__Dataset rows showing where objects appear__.

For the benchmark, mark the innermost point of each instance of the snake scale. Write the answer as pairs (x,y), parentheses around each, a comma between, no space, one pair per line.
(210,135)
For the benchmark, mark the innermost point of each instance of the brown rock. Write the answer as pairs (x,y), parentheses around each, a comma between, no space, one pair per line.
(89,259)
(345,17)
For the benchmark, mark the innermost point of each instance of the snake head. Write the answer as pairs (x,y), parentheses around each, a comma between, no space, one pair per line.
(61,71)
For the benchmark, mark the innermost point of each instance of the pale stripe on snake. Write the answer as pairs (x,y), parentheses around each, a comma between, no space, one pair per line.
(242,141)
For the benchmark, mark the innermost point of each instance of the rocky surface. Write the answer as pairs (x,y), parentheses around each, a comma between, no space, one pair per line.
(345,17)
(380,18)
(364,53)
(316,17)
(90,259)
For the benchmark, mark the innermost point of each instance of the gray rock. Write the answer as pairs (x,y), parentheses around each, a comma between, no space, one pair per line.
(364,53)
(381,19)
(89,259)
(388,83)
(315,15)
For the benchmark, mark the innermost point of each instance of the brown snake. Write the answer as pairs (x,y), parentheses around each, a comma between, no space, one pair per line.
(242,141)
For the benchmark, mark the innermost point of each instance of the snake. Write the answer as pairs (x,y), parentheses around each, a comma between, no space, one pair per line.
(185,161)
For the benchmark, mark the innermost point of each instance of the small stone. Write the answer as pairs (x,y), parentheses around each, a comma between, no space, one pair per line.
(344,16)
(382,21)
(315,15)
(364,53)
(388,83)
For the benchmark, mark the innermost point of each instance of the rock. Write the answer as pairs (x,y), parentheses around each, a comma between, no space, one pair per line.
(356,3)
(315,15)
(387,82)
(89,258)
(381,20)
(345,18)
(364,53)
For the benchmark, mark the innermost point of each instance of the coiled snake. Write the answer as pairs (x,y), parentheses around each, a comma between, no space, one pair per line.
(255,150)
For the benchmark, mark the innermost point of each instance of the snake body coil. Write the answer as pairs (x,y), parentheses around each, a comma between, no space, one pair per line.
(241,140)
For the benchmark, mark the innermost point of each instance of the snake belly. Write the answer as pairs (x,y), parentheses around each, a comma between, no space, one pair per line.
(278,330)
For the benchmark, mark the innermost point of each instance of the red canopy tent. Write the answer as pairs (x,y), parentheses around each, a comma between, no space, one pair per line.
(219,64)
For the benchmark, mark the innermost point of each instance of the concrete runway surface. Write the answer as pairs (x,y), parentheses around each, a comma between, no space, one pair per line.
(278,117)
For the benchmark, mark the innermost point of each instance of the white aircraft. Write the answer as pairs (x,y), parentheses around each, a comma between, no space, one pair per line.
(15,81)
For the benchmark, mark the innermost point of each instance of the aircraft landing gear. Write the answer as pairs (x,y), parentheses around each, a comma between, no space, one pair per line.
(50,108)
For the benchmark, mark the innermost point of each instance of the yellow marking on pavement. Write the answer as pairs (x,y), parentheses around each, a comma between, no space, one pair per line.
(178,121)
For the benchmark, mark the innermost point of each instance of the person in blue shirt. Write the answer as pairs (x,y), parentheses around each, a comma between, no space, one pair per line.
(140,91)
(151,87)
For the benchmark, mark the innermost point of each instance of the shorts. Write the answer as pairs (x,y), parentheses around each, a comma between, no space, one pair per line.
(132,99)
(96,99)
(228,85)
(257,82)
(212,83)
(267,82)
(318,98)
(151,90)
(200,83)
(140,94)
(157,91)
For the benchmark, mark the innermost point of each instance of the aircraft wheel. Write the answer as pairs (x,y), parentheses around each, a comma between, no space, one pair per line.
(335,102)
...
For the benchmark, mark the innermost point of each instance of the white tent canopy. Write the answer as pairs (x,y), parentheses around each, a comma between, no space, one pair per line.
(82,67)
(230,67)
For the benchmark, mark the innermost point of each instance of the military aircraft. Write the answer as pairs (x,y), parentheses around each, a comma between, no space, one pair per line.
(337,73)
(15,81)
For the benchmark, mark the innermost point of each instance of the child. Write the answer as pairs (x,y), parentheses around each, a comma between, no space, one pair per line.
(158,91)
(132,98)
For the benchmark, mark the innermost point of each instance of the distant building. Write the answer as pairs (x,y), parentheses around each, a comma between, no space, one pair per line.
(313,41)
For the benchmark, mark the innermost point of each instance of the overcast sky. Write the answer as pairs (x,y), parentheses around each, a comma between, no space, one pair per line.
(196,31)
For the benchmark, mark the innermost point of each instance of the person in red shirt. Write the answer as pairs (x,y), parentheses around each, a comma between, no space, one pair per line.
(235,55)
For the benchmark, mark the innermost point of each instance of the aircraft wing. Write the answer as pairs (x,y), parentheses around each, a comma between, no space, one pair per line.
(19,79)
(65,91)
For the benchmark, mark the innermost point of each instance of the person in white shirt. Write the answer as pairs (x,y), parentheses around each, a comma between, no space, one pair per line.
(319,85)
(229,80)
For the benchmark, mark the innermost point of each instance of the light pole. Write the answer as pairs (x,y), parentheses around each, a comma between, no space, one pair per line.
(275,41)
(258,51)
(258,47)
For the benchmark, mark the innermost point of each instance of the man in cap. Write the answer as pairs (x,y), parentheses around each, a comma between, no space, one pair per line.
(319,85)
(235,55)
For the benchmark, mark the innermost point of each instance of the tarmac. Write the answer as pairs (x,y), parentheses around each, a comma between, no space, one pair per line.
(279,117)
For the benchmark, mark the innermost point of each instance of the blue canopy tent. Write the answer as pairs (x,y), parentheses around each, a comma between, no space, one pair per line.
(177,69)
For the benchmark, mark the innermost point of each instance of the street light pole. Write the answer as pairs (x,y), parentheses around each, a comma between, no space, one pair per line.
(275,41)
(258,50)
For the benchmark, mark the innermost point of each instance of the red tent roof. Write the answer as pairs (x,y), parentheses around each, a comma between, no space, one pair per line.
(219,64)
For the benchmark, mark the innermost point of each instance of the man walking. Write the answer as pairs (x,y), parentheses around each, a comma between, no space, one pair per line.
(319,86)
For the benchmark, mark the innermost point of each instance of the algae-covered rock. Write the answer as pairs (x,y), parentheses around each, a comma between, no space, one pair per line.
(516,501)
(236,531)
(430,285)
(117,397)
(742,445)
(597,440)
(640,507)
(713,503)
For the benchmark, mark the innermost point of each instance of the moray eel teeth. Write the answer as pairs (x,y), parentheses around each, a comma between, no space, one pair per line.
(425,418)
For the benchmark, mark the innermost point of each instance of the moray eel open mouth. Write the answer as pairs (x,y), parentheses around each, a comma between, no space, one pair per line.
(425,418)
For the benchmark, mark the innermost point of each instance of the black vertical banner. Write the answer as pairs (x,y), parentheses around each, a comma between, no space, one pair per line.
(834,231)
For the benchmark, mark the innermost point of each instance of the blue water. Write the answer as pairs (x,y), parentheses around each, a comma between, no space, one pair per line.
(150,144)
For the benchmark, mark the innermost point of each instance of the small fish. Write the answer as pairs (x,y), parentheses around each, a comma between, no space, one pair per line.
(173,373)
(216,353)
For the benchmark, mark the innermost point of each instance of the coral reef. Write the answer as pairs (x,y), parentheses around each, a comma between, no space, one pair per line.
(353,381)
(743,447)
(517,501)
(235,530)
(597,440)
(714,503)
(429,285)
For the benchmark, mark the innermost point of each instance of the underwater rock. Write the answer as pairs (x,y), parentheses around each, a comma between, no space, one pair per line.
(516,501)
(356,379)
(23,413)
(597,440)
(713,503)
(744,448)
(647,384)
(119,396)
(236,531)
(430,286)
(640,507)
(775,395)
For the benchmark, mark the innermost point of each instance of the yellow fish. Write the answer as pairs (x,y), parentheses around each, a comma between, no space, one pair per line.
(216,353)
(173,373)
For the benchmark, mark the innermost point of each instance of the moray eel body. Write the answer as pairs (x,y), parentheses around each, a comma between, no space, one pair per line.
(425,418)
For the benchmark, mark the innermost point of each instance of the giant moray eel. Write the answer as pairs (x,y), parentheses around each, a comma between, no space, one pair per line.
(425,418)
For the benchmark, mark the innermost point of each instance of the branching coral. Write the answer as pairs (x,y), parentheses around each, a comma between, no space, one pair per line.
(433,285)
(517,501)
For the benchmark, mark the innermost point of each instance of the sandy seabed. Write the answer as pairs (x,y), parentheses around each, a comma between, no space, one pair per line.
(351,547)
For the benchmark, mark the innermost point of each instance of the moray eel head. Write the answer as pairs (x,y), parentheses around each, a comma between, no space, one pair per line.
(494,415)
---
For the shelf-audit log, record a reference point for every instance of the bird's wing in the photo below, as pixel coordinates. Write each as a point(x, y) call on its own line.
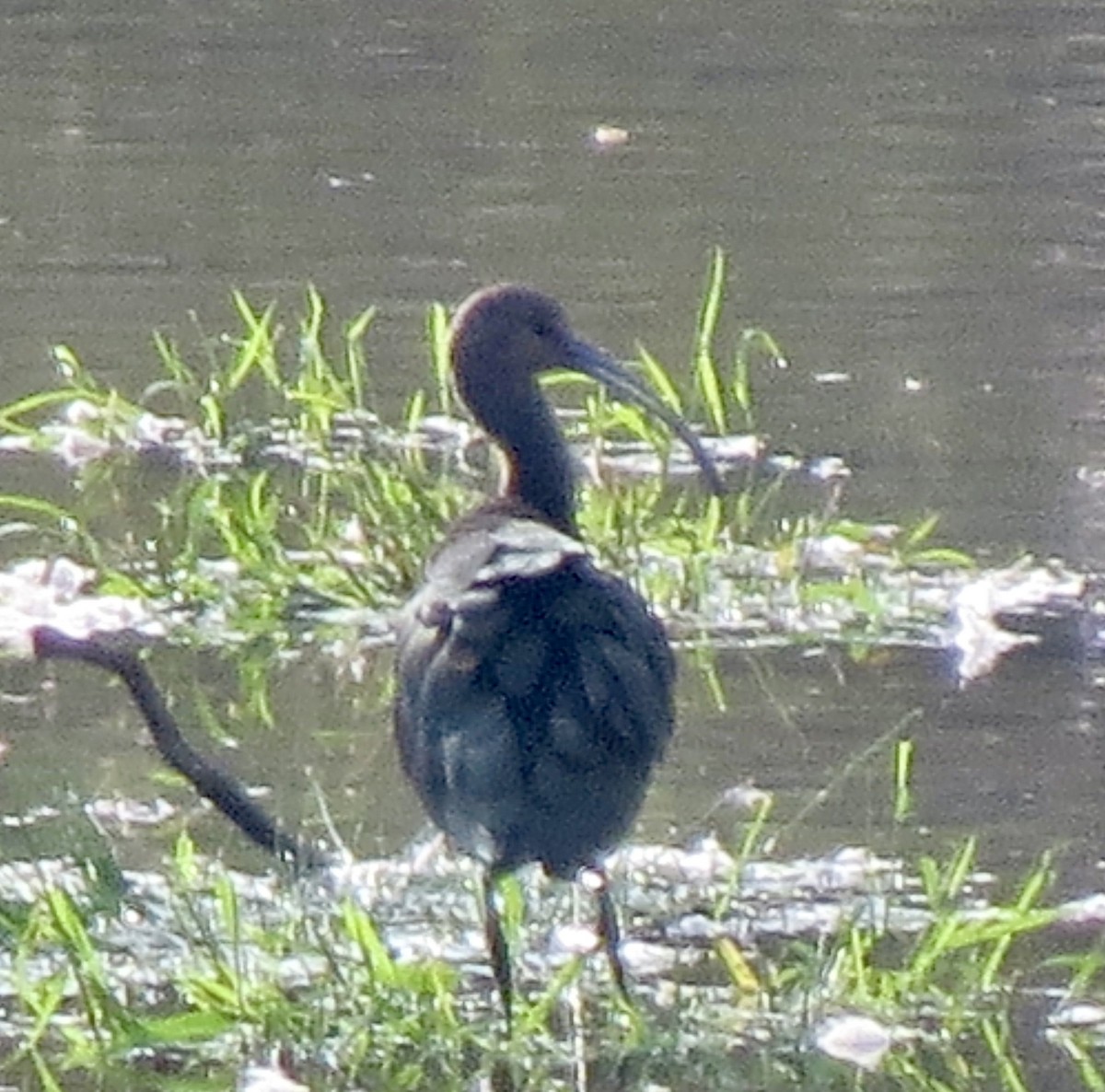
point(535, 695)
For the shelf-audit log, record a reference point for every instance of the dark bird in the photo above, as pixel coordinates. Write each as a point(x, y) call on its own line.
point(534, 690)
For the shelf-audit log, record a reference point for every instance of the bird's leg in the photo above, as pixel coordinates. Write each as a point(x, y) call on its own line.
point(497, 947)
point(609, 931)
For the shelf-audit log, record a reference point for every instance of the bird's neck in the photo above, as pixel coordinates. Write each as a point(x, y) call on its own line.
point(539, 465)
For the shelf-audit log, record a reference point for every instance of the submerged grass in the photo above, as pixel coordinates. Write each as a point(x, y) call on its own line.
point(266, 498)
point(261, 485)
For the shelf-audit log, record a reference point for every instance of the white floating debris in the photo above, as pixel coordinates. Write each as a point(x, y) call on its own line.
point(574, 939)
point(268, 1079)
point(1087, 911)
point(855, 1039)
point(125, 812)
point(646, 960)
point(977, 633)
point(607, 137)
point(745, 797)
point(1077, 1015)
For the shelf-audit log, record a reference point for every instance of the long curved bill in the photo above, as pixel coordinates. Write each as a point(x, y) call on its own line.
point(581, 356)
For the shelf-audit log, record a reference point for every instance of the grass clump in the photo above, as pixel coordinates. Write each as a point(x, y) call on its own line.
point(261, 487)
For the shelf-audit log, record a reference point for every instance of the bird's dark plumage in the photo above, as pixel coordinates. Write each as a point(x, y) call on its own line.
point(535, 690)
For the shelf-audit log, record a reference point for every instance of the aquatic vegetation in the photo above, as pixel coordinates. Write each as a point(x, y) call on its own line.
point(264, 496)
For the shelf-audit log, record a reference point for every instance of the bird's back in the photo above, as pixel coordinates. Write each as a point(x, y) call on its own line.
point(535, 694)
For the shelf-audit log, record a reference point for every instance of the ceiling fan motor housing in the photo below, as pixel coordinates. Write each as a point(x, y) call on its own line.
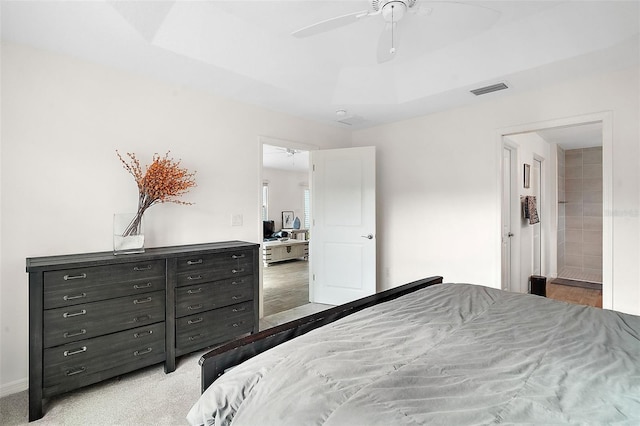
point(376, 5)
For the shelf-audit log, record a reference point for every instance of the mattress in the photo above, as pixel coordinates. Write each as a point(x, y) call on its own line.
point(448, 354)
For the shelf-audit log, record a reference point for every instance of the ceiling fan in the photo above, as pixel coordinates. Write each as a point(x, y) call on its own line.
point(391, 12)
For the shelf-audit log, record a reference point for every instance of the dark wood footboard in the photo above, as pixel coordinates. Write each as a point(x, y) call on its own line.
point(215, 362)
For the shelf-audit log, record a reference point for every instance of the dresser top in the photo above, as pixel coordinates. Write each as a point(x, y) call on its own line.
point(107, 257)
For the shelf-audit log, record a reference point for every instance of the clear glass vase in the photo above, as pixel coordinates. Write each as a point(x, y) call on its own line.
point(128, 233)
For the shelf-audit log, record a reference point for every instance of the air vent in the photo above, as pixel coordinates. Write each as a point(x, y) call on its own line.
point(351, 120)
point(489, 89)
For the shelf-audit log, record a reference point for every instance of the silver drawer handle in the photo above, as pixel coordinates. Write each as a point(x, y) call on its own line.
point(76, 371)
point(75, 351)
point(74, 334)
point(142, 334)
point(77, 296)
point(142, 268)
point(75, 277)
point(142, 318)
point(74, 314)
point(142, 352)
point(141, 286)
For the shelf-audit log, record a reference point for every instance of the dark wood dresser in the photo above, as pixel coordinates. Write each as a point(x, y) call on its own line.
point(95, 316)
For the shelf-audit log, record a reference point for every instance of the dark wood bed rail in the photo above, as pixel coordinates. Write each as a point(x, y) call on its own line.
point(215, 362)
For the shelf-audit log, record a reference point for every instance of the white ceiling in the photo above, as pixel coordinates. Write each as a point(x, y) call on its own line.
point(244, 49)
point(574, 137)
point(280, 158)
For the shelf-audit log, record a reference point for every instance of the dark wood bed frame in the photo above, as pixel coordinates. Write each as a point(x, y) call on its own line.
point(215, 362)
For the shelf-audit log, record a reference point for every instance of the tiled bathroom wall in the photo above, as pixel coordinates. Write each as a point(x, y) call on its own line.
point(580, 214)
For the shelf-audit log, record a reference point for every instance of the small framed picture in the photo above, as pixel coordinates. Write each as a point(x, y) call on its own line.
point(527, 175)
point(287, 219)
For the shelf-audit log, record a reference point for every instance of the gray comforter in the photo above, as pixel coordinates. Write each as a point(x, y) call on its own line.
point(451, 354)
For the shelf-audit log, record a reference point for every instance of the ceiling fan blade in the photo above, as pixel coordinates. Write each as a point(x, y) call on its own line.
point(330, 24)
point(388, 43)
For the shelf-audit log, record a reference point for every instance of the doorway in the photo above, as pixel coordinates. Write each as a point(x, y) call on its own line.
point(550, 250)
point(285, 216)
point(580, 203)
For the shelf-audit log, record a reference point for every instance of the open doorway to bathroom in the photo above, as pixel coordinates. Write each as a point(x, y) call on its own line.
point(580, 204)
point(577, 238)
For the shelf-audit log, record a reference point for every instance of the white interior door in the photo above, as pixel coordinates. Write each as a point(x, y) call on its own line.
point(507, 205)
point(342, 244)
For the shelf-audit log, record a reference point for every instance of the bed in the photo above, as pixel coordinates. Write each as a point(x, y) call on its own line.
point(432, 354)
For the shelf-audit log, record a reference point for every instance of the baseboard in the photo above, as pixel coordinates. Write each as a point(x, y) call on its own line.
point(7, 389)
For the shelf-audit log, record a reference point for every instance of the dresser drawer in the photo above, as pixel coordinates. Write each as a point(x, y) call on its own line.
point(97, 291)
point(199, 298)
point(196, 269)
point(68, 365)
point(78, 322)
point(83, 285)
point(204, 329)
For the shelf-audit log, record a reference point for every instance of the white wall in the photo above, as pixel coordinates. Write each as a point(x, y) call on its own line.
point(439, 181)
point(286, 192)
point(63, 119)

__Given exercise__. Copy out the lines from the one containing "the white interior" through the one containing "point(342, 244)", word for word, including both of those lines.

__The completed task__.
For the shelf-audit log, record a reference point for every instance of the white interior door in the photo above, as pixel coordinates. Write each as a point(x, y) call on its own line.
point(507, 205)
point(342, 244)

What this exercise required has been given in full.